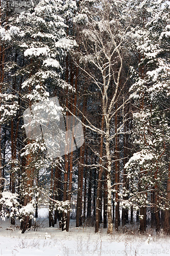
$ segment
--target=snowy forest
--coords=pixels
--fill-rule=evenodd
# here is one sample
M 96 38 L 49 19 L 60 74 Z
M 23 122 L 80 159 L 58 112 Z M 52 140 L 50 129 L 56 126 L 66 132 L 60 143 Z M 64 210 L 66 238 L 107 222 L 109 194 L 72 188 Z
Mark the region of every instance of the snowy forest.
M 3 221 L 23 234 L 43 206 L 61 232 L 71 221 L 170 234 L 169 13 L 164 0 L 1 1 Z M 61 139 L 82 130 L 60 155 L 43 102 L 62 115 Z

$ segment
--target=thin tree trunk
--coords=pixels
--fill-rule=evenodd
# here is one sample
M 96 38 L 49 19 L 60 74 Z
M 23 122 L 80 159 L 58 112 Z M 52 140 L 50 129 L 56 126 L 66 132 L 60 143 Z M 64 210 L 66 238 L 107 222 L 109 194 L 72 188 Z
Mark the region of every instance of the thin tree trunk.
M 170 202 L 170 163 L 168 167 L 168 176 L 167 181 L 167 202 L 166 203 L 166 208 L 164 212 L 164 222 L 163 230 L 165 233 L 167 234 L 170 234 L 170 210 L 169 210 L 169 202 Z
M 102 125 L 101 130 L 103 131 L 104 125 L 104 116 L 102 116 Z M 103 157 L 103 136 L 101 135 L 101 145 L 100 145 L 100 160 L 99 160 L 99 176 L 98 176 L 98 190 L 97 190 L 97 199 L 96 204 L 96 216 L 95 216 L 95 232 L 97 232 L 99 231 L 99 223 L 100 220 L 100 215 L 102 213 L 102 173 L 103 173 L 103 167 L 102 167 L 102 157 Z
M 103 209 L 103 227 L 107 228 L 107 170 L 105 172 L 105 180 L 104 183 L 104 209 Z

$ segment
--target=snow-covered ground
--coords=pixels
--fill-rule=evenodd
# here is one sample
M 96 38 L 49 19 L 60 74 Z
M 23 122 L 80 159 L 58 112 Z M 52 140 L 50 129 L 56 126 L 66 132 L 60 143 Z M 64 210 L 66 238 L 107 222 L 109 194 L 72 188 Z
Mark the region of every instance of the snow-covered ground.
M 42 209 L 39 214 L 45 217 L 47 210 Z M 93 227 L 76 228 L 74 222 L 71 222 L 69 232 L 62 232 L 58 225 L 48 227 L 47 219 L 41 219 L 42 221 L 39 230 L 21 234 L 19 222 L 14 227 L 9 219 L 1 221 L 0 256 L 170 255 L 170 238 L 161 233 L 142 236 L 127 231 L 108 236 L 107 230 L 102 229 L 95 234 Z

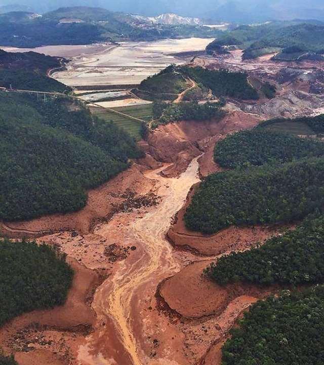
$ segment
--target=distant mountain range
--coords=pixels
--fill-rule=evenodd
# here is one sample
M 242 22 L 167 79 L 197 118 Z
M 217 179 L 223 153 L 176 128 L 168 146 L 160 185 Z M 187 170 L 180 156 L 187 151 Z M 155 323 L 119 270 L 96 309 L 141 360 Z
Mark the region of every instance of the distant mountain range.
M 135 19 L 152 24 L 164 24 L 170 25 L 187 24 L 188 25 L 203 25 L 208 22 L 199 18 L 183 17 L 173 13 L 166 13 L 155 17 L 144 17 L 141 15 L 133 15 Z
M 214 38 L 221 30 L 197 18 L 165 14 L 143 17 L 100 8 L 60 8 L 43 15 L 0 14 L 0 45 L 33 48 L 166 38 Z
M 21 5 L 13 5 L 15 3 Z M 4 6 L 26 7 L 45 13 L 66 6 L 66 0 L 2 0 Z M 156 17 L 176 14 L 183 17 L 212 19 L 244 24 L 269 20 L 316 19 L 324 20 L 322 0 L 69 0 L 68 6 L 104 8 L 113 11 Z M 17 7 L 24 6 L 25 9 Z M 0 7 L 0 12 L 4 12 Z

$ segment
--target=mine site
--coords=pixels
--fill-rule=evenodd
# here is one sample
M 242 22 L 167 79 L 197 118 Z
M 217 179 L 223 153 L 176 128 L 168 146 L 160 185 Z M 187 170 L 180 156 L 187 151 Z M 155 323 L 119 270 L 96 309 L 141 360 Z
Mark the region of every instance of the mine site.
M 0 365 L 321 363 L 324 23 L 22 13 Z

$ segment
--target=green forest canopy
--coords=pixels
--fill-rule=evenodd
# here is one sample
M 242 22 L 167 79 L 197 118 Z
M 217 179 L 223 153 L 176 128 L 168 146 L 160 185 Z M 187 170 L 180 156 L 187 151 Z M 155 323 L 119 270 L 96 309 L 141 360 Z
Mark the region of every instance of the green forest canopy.
M 198 104 L 197 101 L 179 103 L 155 102 L 153 110 L 155 123 L 167 124 L 171 122 L 184 120 L 219 120 L 225 115 L 222 110 L 223 103 Z
M 7 356 L 0 349 L 0 364 L 1 365 L 18 365 L 15 361 L 13 356 Z
M 244 252 L 220 258 L 205 271 L 220 285 L 243 281 L 269 285 L 324 282 L 324 216 Z
M 45 244 L 0 241 L 0 326 L 20 314 L 63 304 L 73 271 Z
M 242 100 L 256 100 L 259 95 L 248 81 L 248 75 L 226 69 L 209 70 L 201 67 L 181 66 L 179 69 L 184 75 L 198 84 L 211 89 L 219 97 L 229 97 Z
M 212 234 L 231 225 L 296 221 L 324 203 L 324 159 L 210 175 L 184 216 L 189 229 Z
M 0 87 L 18 90 L 67 93 L 71 89 L 54 79 L 31 71 L 0 69 Z M 43 97 L 39 95 L 40 98 Z
M 62 21 L 66 18 L 82 21 Z M 0 44 L 23 48 L 130 40 L 212 38 L 220 31 L 200 25 L 141 22 L 129 14 L 88 7 L 61 8 L 42 17 L 23 12 L 0 14 Z
M 324 288 L 286 291 L 254 304 L 222 348 L 222 365 L 321 365 Z
M 305 124 L 313 131 L 314 134 L 324 133 L 324 114 L 315 117 L 299 117 L 296 118 L 275 118 L 261 122 L 258 126 L 259 128 L 271 129 L 287 122 Z
M 324 143 L 261 128 L 238 132 L 215 145 L 214 160 L 222 167 L 235 168 L 280 164 L 324 155 Z
M 68 99 L 0 92 L 0 110 L 1 219 L 79 209 L 86 189 L 142 156 L 123 130 Z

**TASK INSTRUCTIONS:** Please give the records from their start up to and including the line with "Mark the region of every instance of the snowy" as a Markdown table with the columns Row and Line, one numbered row per line, leaving out blank lines and the pictures.

**EXERCISE RESULT:**
| Row | Line |
|---|---|
| 1 | $ segment |
| 2 | --target=snowy forest |
| 3 | --coords=pixels |
| 4 | --fill-rule=evenodd |
| 5 | # here is one sample |
| 6 | M 96 38 L 49 19 L 60 74 Z |
| 7 | M 23 122 L 80 159 L 58 112 Z M 52 140 L 50 129 L 56 126 L 66 132 L 60 143 Z M 64 210 L 66 238 L 107 222 L 109 194 L 72 188 Z |
| 8 | Mark the region of every instance of the snowy forest. |